→ Aim of the task
Update the records below by changing every "Objective" to "Task" and keeping everything else the same. Leave the pictures out of your answer.

====

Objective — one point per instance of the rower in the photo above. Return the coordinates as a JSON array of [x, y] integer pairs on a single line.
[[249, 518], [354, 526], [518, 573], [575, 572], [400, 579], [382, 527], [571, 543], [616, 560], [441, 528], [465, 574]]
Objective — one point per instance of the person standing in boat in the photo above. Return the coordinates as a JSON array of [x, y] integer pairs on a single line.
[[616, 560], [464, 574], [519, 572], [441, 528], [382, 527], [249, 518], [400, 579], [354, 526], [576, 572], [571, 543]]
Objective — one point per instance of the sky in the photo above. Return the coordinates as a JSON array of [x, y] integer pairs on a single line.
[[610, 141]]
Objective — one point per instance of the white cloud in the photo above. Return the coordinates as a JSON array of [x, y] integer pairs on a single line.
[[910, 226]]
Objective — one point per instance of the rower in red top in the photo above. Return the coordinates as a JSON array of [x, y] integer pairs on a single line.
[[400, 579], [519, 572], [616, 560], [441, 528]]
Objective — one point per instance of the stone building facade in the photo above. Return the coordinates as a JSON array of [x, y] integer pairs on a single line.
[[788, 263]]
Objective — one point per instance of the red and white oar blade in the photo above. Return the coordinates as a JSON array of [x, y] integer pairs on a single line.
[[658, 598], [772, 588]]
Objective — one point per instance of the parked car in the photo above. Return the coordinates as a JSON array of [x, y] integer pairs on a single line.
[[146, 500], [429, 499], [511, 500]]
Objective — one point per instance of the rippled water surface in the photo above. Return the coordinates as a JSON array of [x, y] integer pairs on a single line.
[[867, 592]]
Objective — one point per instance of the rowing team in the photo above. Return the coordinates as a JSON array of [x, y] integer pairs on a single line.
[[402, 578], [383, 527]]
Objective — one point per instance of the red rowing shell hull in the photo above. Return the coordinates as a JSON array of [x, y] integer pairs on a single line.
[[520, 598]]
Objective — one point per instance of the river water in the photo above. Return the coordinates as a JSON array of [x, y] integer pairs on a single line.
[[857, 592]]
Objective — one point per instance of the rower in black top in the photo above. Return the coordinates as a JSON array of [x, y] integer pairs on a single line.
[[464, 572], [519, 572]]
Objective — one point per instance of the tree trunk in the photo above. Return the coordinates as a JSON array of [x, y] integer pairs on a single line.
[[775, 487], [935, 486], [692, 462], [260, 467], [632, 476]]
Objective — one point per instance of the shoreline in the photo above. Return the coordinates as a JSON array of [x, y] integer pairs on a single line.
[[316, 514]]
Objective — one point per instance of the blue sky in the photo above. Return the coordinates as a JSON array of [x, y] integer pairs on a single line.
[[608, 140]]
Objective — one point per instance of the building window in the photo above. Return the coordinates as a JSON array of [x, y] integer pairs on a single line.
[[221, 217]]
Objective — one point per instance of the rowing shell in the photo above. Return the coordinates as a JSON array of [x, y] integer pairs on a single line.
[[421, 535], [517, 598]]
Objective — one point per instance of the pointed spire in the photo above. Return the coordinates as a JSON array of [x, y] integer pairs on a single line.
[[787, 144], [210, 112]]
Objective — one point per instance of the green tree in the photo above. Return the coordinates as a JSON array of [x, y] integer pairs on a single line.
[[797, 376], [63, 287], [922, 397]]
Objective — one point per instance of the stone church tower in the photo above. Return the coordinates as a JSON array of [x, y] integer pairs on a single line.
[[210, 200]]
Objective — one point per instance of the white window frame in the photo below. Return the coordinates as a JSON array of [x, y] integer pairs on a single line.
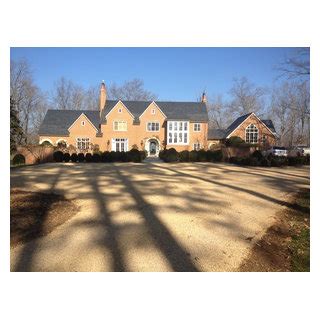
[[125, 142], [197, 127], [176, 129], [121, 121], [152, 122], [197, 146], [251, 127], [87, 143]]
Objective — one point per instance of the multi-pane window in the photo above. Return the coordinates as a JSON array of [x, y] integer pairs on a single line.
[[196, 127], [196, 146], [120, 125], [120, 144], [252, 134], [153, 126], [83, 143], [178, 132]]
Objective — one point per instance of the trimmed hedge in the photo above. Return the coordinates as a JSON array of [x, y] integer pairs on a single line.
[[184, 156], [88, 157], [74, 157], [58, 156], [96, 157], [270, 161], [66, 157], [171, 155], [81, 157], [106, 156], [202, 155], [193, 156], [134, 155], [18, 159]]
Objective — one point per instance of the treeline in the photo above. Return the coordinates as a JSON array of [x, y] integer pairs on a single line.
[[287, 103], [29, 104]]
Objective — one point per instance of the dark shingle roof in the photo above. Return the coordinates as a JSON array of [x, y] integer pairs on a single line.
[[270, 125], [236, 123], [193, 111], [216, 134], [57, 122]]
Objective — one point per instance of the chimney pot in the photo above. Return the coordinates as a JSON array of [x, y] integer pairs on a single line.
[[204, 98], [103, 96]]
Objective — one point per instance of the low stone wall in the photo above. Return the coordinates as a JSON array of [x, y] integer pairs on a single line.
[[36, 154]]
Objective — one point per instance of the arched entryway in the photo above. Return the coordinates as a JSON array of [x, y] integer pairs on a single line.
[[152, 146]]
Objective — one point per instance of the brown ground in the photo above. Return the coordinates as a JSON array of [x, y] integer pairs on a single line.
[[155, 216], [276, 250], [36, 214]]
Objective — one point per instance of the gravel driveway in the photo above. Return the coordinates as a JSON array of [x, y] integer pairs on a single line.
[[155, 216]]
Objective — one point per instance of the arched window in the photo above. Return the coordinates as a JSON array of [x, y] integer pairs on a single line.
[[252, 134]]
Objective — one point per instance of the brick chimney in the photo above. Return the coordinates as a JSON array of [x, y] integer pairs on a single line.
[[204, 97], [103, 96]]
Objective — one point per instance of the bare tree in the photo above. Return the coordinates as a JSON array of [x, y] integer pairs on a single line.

====

→ Result of the exercise
Task — one point per instance of the rower in the photo above. Return the coordinates as a JSON array of [x, y] integer pairs on a single line.
[[249, 518], [354, 526], [518, 573], [575, 572], [400, 579], [382, 527], [571, 543], [616, 560], [441, 528], [465, 574]]
Task — one point per instance of the person standing in boat in the photo above. Return the coordinates as a JSON array of [x, y] integer pairs on a single line.
[[616, 560], [464, 574], [519, 572], [441, 528], [382, 527], [249, 518], [400, 579], [354, 526], [576, 572], [571, 543]]
Task — one point per instance of the sky in the photo above. Return the coordinates as a JSON array of [x, y] integer pairs on a single line.
[[610, 141]]
Task — one point per instance of the white cloud in the photo above. Return the coordinates as a JSON array of [x, y] integer pairs on a single line.
[[910, 226]]
Task — one point per instance of the rower in red top in the photo above. Return the coordinates as a JSON array of [x, y] integer pairs on a single line.
[[400, 579], [519, 572], [616, 560], [441, 528]]
Task — one point per instance of the stone building facade in the photo above. Return the coordinates as a JSON array of [x, y] integer pairs on a single line.
[[788, 263]]
Task — one point per instance of the red and white oar blade in the photo above. Return the coordinates as a JSON array of [x, y] integer pairs on a single line.
[[658, 598], [772, 588]]
Task — one point per instance of the parked car in the photo above. Return the coordinates as a JSON array of [x, y] integer pairs on a single line.
[[146, 500], [429, 499], [511, 500]]
Task — one point per instance of the rippled water surface in the photo above. Return the coordinates as a JSON array of [x, y] integer pairs on a single line.
[[867, 592]]
Task — one point per instance of the rowing team in the photo above. Return the coordinates as a JSON array of [x, y] integer pairs on a single line.
[[402, 578], [383, 527]]
Task — one point per instance of the red rowing shell hull in the photo above. Return the coordinates as a JSON array of [x, y] integer pairs on a single line.
[[520, 598]]
Task — one point per instance of the river water in the photo above. Return the coordinates as a JSON array of [x, y] integer pairs on a single line.
[[857, 592]]
Task — one point per instance of the rower in black top in the photo above. Return the coordinates as a JSON array of [x, y] integer pairs on a single line.
[[464, 572], [519, 572]]
Task — one point per instance of the tree trunk in the photo above. Return the coordinates as a JSON array of [x, y] integer pairs on a single line.
[[775, 487], [935, 486], [692, 462], [260, 467], [632, 476]]
Task — one point per instance of the shoreline in the photo above. Return the coordinates as a JSON array of [x, y] integer pairs on a single line.
[[316, 514]]
Task — one point per instance of the blue sky in the photo above. Return the coordinates as a JSON array of [x, y] integer pairs on a single line.
[[608, 140]]
Task — one point per instance of the building window in the photo above. Return the coordinates as a JSON array of [x, y] integer pairs on a single line.
[[221, 217]]
Task — one point per instance of the rowing shell in the photo above. Return the coordinates as a JSON array of [x, y] integer pairs on a single line.
[[421, 535], [517, 598]]
Task — one point per instance of the pointed spire in the photo above. Return the coordinates as a JSON array of [x, y] integer pairs on a single line.
[[787, 144], [210, 112]]
Task — one point per instance of the green tree in the photo above. Return the coordinates as a JSON array of [x, y] integer pairs on a single line.
[[797, 376], [63, 287], [922, 397]]
Task — one point per instance of the stone church tower in the photo above. Return the coordinates as a JSON array of [x, y] integer pairs on a single line.
[[210, 200]]
Task — one point per instance of the white window frame in the photo below. Return the coordinates as a JSON array of [x, y] integer pairs on a single line.
[[125, 142], [197, 127], [176, 129], [121, 121], [152, 122], [197, 146], [251, 127], [87, 143]]
Task — one point per instance of the multi-pane window in the photo above. Return the coordinates as a JSON array of [x, y] integer pairs on a single line.
[[196, 127], [196, 146], [120, 125], [120, 144], [252, 134], [153, 126], [83, 143], [178, 132]]
Task — one point per instance of the trimmed hedge in the photo above. Return the coordinates as a JSON array of [x, y] integer pairs on a single line.
[[184, 156], [88, 157], [74, 157], [58, 156], [96, 157], [270, 161], [66, 157], [171, 155], [81, 157], [106, 156], [202, 155], [193, 156], [134, 155], [18, 159]]
Task — one point per instance of the treeline in the photo above. Return the coordinates as a JSON array of [x, y] integer pairs on a single line.
[[287, 103], [29, 104]]
Task — one point per instance of the dark shingle roof in the photo above. Return the coordinates as a JSON array of [x, y] integer pairs on a single line.
[[270, 125], [236, 123], [193, 111], [216, 134], [57, 122]]
Task — one point per instance of the chimney pot in the photo above. Return the coordinates as a JSON array of [x, y] integer pairs on a single line.
[[204, 98], [103, 96]]
Task — one point per instance of the low stone wall in the photo above. Return the coordinates as a JSON array of [x, y] integer pairs on a single line.
[[36, 154]]
Task — one point per instance of the arched entryway in the photo above. Return the coordinates as a JSON array of [x, y] integer pairs on a single line.
[[152, 146]]
Task — one point per instance of the brown ground in the photo above. Return the coordinates as a JSON array of [x, y] integer pairs on a single line.
[[155, 216], [276, 250], [36, 214]]
Task — one point per instance of the gravel driveway in the photo above. Return the coordinates as a JSON array of [x, y] integer pairs on a single line.
[[155, 216]]
Task — one point per instance of the arched window in the photo above. Return the coordinates as a JSON array of [x, y] integer pairs on a single line.
[[252, 134]]
Task — one point per instance of the brick chimney in the photo above. Return the coordinates as a JSON array of [x, y] integer pairs on a single line.
[[204, 97], [103, 96]]
Task — one point per instance of the bare tree in the photo above. Return the coordinates as a JSON array of [x, y] integer pairs on a single line.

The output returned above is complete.